Text to read:
----

FMA3 and FMA4 instructions

Floating-point fused multiply-add instructions are introduced in x86 as two instruction set extensions, "FMA3" and "FMA4", both of which build on top of AVX to provide a set of scalar/vector instructions using the xmm/ymm/zmm vector registers. FMA3 defines a set of 3-operand fused-multiply-add instructions that take three input operands and writes its result back to the first of them. FMA4 defines a set of 4-operand fused-multiply-add instructions that take four input operands – a destination operand and three source operands.

FMA3 is supported on Intel CPUs starting with Haswell, on AMD CPUs starting with Piledriver, and on Zhaoxin CPUs starting with YongFeng. FMA4 was only supported on AMD Family 15h (Bulldozer) CPUs and has been abandoned from AMD Zen onwards. The FMA3/FMA4 extensions are not considered to be an intrinsic part of AVX or AVX2, although all Intel and AMD (but not Zhaoxin) processors that support AVX2 also support FMA3. FMA3 instructions (in EVEX-encoded form) are, however, AVX-512 foundation instructions.
The FMA3 and FMA4 instruction sets both define a set of 10 fused-multiply-add operations, all available in FP32 and FP64 variants. For each of these variants, FMA3 defines three operand orderings while FMA4 defines two.
FMA3 encoding
FMA3 instructions are encoded with the VEX or EVEX prefixes – on the form VEX.66.0F38 xy /r or EVEX.66.0F38 xy /r. The VEX.W/EVEX.W bit selects floating-point format (W=0 means FP32, W=1 means FP64). The opcode byte xy consists of two nibbles, where the top nibble x selects operand ordering (9='132', A='213', B='231') and the bottom nibble y (values 6..F) selects which one of the 10 fused-multiply-add operations to perform. (x and y outside the given ranges will result in something that is not an FMA3 instruction.)

----

Data for this task:
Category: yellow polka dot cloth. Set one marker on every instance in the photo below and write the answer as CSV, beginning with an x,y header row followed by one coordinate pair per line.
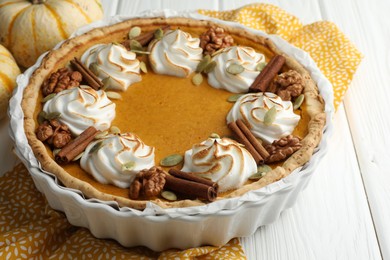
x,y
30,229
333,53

----

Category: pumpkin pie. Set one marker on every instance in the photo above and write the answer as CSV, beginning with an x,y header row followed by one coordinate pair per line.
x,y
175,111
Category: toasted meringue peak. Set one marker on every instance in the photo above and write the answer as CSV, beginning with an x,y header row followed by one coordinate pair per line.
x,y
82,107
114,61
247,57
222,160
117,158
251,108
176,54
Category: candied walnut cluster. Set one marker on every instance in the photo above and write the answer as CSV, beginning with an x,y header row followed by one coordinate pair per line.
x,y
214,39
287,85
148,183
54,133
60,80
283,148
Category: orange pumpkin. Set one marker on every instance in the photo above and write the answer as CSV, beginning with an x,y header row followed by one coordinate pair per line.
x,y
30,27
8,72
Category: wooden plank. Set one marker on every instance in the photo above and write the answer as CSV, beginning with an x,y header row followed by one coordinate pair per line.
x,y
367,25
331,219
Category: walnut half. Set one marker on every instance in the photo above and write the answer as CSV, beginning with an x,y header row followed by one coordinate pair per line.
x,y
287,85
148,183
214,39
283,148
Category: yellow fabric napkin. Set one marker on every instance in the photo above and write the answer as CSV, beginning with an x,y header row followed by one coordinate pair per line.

----

Actions to take:
1. Answer these questions from the text on FMA3 and FMA4 instructions:
(a) Starting with which Intel CPUs is FMA3 supported?
(b) How many fused-multiply-add operations do the FMA3 and FMA4 instruction sets each define?
(c) In FMA3 encoding, which floating-point format does W=1 select?
2. Rewrite the records starting with the line containing "Category: orange pumpkin." and going on through the line containing "Category: yellow fabric", substituting "Place one marker" for "Set one marker" and leaving everything else unchanged. Give only those lines.
The records are unrelated to the text.

Outputs for the tasks:
1.
(a) Haswell
(b) 10
(c) FP64

2.
Category: orange pumpkin. Place one marker on every instance in the photo above and write the answer as CSV, beginning with an x,y header row followed by one coordinate pair per line.
x,y
30,27
8,72
Category: wooden plank. Place one marker on every instance in the photo above and write the answer as CSV, beginning with an x,y header row followed by one coordinate pair per line.
x,y
367,25
331,219
Category: walnut half. Place one marker on every instance in the photo above and write the answer as CSV, beginning with an x,y header row followed by one coordinate pair per line.
x,y
287,85
148,183
214,39
283,148
Category: yellow fabric napkin. Place one marker on every instance in the photo above and write the answer as CSV, beginning with an x,y header row followed by one coordinate pair per line.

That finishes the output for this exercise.